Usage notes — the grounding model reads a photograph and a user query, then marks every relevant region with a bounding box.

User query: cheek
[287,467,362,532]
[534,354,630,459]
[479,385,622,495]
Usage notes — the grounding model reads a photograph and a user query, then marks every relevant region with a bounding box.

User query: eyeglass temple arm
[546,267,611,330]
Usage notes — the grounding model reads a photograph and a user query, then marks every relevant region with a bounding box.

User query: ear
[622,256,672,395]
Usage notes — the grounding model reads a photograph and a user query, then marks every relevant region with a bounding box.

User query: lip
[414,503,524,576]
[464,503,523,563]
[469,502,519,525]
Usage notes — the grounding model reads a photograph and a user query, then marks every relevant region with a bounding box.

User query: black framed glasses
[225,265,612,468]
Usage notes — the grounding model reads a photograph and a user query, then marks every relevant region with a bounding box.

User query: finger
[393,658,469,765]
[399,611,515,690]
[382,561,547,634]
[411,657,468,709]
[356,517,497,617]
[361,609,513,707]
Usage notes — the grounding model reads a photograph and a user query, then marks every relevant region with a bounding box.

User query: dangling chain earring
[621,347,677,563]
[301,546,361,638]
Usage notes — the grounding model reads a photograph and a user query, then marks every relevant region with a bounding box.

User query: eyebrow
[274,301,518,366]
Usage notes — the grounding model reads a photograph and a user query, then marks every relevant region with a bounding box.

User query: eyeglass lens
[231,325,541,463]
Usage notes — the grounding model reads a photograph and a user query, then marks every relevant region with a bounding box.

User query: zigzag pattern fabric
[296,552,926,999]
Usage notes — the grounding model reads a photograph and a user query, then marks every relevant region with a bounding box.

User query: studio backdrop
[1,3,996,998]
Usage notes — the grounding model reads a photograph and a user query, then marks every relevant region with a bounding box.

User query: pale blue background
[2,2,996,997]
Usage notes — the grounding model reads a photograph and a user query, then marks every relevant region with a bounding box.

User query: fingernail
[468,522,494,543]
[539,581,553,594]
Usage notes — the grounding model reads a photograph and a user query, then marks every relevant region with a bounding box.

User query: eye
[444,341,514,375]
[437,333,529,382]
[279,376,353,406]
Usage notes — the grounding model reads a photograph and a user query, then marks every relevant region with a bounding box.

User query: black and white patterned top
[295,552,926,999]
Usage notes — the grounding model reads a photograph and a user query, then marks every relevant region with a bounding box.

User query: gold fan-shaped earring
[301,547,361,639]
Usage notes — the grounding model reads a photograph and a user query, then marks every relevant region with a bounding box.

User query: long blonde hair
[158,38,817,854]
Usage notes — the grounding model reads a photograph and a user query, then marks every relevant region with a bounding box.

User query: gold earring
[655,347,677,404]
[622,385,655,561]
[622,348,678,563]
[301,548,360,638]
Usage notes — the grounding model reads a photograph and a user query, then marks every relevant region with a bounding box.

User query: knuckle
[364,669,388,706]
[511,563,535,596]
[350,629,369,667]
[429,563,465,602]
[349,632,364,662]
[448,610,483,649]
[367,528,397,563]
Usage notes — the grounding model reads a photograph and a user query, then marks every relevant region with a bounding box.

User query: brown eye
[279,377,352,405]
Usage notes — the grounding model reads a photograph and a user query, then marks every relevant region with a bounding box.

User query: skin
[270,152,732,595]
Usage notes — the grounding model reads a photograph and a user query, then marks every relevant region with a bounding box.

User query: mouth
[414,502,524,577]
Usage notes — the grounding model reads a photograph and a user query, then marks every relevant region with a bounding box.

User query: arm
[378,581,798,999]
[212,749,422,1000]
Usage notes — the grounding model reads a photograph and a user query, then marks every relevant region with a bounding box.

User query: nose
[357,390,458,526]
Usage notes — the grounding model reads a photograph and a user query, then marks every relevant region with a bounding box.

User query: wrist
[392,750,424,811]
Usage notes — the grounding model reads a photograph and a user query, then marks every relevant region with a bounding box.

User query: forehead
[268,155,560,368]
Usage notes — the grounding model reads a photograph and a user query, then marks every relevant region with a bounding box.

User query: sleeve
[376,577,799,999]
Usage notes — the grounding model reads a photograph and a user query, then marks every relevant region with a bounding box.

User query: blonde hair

------------------------------

■ Exercise
What are the lines from the one with "User query: nose" through the end of the records above? Set them down exactly, both ends included, and nothing else.

■ Solution for this problem
User query: nose
[357,390,458,526]
Usage notes — the grounding model reads a photograph and a user query, then marks every relevant region with a bounding box.

User query: wrist
[392,750,424,811]
Usage notes — the grounding model reads a photograph and a user query, then marks every relevant region with a bounding box.

User query: forehead
[268,155,560,368]
Usage notes — the grounding model reads a photograph and a user query, then marks every relevant region with a bounding box.

User query: sleeve
[376,577,799,999]
Usage notes — the grounding model reads a photograph and a user query, then marks every relevant region with a bounding box.

User query: blonde hair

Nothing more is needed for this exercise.